### Brief
Copy out each line in the data below that contains the string "water". Matching is case-sensitive.

- - -

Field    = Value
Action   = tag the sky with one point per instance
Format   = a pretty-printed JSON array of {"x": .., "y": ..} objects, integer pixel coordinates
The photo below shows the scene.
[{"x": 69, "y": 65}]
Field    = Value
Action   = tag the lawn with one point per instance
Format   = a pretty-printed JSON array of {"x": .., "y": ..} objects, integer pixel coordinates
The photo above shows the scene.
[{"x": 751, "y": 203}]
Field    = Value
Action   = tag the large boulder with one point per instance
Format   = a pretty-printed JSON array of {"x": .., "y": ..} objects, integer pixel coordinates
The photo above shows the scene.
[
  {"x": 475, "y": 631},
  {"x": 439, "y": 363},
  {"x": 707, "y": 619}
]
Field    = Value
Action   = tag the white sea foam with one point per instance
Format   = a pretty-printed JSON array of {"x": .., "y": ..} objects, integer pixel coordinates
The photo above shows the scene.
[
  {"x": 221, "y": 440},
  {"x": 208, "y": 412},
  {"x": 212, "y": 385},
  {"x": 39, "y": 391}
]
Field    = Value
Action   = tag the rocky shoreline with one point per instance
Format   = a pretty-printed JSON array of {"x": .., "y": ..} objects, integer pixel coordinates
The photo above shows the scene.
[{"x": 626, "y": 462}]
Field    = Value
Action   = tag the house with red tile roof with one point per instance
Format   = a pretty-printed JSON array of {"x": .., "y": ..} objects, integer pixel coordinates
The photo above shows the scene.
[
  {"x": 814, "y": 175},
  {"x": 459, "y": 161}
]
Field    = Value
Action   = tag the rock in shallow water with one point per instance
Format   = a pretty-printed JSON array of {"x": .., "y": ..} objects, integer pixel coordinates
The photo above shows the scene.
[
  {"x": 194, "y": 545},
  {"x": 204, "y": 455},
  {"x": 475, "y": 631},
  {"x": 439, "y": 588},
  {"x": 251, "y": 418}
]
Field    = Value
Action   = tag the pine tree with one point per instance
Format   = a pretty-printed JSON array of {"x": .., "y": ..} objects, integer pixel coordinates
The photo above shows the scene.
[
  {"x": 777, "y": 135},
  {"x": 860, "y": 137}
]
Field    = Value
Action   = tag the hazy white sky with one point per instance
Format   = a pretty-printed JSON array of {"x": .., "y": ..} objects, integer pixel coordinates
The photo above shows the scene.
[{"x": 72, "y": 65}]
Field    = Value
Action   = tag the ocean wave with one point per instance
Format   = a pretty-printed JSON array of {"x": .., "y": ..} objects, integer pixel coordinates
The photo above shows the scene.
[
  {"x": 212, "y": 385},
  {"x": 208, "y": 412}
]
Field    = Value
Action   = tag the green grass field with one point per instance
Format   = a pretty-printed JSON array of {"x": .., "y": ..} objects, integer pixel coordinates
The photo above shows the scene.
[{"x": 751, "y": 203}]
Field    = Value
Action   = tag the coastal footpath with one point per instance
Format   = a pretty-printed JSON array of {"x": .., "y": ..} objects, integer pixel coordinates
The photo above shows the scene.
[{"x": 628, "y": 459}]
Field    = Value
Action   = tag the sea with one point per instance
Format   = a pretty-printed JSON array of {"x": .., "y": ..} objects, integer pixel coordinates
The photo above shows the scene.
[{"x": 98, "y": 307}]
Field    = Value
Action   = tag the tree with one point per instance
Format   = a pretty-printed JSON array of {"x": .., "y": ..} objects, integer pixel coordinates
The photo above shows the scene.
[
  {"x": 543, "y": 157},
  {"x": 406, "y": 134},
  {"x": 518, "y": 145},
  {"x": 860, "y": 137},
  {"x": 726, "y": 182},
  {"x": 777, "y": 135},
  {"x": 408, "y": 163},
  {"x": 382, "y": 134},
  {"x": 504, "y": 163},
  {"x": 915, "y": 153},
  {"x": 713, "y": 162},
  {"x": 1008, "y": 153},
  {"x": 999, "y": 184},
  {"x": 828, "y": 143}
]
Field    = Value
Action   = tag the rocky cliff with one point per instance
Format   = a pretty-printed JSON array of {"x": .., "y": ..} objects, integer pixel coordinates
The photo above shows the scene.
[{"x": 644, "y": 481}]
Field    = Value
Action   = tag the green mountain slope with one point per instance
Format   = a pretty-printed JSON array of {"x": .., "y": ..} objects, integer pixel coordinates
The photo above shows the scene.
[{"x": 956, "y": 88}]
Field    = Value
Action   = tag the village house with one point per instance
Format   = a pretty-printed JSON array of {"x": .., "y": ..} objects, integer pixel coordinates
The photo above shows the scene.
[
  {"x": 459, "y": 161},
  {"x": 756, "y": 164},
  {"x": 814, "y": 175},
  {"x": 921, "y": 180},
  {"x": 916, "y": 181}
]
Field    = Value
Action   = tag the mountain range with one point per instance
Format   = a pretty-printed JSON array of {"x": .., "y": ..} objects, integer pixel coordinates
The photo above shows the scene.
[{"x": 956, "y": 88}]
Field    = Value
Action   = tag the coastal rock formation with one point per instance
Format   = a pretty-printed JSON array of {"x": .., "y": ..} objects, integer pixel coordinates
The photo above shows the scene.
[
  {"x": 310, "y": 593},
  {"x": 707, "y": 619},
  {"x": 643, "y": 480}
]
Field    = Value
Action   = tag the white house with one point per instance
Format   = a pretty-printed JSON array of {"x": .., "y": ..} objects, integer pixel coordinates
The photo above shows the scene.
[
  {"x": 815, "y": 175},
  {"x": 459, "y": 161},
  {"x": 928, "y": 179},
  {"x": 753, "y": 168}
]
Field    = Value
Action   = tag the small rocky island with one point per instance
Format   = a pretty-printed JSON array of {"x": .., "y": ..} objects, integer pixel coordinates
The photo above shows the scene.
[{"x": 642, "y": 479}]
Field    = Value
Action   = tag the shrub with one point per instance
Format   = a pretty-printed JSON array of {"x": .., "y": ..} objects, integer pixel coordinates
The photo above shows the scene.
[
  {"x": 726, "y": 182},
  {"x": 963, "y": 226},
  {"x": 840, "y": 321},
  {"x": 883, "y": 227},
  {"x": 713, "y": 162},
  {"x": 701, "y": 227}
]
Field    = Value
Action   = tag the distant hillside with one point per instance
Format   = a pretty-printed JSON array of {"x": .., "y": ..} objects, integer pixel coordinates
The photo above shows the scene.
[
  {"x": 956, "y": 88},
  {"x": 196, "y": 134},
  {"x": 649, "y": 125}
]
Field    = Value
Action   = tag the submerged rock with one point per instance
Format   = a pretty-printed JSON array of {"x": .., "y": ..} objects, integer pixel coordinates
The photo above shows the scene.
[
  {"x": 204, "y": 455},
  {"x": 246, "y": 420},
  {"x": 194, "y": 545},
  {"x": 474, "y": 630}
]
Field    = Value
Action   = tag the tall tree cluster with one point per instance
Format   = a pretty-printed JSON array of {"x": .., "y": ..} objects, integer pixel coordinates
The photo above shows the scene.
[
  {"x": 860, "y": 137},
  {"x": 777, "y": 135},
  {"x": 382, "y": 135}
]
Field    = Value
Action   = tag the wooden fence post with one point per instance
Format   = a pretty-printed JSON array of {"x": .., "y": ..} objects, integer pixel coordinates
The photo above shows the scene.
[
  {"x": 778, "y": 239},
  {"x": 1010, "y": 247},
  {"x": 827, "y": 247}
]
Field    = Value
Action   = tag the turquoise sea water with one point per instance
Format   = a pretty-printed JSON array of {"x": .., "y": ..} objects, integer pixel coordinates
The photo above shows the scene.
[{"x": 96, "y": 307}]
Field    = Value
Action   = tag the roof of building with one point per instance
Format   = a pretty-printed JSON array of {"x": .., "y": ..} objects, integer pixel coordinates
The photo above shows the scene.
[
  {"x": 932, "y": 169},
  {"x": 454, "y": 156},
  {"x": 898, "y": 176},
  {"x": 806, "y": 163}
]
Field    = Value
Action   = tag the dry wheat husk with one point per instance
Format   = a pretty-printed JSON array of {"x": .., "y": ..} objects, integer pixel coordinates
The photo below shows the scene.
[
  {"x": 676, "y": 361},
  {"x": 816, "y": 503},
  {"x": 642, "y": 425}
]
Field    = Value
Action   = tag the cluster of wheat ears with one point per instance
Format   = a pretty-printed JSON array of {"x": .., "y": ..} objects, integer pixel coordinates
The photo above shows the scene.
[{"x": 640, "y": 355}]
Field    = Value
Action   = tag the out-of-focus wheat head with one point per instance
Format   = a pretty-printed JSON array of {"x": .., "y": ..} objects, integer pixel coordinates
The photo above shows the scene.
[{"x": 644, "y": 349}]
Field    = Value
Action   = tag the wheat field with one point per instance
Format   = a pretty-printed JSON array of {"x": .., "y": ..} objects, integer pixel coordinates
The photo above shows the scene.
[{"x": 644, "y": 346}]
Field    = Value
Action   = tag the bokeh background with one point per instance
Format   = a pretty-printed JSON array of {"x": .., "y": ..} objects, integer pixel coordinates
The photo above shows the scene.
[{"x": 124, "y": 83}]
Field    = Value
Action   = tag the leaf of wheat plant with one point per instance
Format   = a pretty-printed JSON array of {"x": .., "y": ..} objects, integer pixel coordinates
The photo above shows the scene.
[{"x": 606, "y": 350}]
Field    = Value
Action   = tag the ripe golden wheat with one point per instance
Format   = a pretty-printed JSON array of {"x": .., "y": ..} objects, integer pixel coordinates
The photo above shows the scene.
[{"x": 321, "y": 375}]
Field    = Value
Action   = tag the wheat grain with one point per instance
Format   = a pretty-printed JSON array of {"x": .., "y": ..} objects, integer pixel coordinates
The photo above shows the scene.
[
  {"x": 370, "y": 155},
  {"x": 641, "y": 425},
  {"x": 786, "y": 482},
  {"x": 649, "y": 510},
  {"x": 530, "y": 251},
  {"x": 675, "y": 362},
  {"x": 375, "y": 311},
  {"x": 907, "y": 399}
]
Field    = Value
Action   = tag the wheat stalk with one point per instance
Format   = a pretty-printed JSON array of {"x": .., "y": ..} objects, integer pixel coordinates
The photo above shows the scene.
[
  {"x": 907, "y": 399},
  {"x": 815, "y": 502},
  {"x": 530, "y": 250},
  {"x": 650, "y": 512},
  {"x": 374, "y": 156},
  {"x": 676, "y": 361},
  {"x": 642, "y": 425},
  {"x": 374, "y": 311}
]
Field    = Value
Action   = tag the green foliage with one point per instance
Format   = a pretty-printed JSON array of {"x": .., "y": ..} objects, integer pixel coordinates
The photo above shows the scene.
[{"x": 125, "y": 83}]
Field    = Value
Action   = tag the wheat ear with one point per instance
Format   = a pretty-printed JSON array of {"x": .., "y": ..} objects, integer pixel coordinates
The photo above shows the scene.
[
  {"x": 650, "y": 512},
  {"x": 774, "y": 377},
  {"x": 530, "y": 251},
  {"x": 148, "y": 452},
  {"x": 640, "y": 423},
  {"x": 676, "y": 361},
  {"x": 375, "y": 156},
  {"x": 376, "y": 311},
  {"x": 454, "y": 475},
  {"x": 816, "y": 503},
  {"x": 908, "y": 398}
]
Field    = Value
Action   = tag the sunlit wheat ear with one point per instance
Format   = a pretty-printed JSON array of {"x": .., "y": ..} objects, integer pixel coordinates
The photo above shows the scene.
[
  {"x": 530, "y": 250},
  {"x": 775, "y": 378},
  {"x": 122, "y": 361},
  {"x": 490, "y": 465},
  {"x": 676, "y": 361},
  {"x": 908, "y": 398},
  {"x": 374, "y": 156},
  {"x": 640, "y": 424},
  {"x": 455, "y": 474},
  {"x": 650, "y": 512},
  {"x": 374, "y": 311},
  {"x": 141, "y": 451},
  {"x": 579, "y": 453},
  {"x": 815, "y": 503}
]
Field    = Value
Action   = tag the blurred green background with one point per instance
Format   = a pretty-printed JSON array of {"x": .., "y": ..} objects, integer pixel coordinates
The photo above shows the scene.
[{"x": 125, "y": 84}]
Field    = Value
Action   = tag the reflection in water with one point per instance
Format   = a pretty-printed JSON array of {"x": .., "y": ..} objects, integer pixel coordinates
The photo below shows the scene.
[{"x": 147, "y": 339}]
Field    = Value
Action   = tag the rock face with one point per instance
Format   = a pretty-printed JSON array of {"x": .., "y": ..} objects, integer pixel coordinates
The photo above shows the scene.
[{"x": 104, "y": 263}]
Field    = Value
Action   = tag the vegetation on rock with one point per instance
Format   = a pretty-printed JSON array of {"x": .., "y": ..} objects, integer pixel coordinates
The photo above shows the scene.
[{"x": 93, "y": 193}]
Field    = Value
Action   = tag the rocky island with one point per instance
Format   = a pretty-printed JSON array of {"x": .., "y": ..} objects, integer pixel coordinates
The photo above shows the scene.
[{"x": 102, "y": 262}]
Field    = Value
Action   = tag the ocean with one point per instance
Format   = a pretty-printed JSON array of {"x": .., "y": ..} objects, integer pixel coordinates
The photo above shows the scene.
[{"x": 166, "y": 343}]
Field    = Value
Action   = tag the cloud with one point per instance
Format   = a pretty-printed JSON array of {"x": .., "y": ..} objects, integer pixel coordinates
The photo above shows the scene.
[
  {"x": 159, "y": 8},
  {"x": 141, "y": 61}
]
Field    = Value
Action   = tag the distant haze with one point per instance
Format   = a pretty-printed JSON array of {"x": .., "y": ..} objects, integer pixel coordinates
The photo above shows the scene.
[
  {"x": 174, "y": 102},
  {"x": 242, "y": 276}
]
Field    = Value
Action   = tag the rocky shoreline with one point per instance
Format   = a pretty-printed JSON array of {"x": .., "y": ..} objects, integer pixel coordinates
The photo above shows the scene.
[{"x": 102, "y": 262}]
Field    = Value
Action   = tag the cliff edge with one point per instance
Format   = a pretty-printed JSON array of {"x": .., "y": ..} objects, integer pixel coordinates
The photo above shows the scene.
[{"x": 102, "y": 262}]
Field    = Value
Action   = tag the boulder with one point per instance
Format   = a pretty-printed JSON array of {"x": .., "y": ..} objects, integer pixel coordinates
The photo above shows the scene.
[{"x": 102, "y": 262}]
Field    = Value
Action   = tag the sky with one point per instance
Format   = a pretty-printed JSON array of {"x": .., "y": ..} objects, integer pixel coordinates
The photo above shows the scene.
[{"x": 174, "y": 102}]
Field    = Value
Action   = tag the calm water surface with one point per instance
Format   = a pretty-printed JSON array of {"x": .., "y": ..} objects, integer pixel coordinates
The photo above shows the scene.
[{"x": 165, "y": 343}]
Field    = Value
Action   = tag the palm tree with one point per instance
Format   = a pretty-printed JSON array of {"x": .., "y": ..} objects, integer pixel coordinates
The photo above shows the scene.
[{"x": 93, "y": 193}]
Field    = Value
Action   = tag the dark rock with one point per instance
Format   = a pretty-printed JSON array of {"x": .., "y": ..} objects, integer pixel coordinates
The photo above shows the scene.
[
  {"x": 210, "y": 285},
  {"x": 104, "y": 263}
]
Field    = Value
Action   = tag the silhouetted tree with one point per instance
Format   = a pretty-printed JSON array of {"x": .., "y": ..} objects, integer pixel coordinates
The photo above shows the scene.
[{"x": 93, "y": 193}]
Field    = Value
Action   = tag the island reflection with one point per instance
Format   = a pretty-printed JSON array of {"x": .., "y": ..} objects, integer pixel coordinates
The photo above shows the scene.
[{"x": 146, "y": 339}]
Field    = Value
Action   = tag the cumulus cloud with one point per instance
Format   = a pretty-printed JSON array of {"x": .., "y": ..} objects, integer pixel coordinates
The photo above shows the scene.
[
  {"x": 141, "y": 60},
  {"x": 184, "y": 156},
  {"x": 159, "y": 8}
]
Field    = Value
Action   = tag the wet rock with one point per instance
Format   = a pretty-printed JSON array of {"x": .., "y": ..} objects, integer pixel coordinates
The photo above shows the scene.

- - -

### The result
Action   = tag the rock in shallow water with one point per instance
Action   = tag the turquoise sea water with one point per instance
Action   = tag the reflection in water with one point per instance
Action   = tag the calm water surface with one point per instance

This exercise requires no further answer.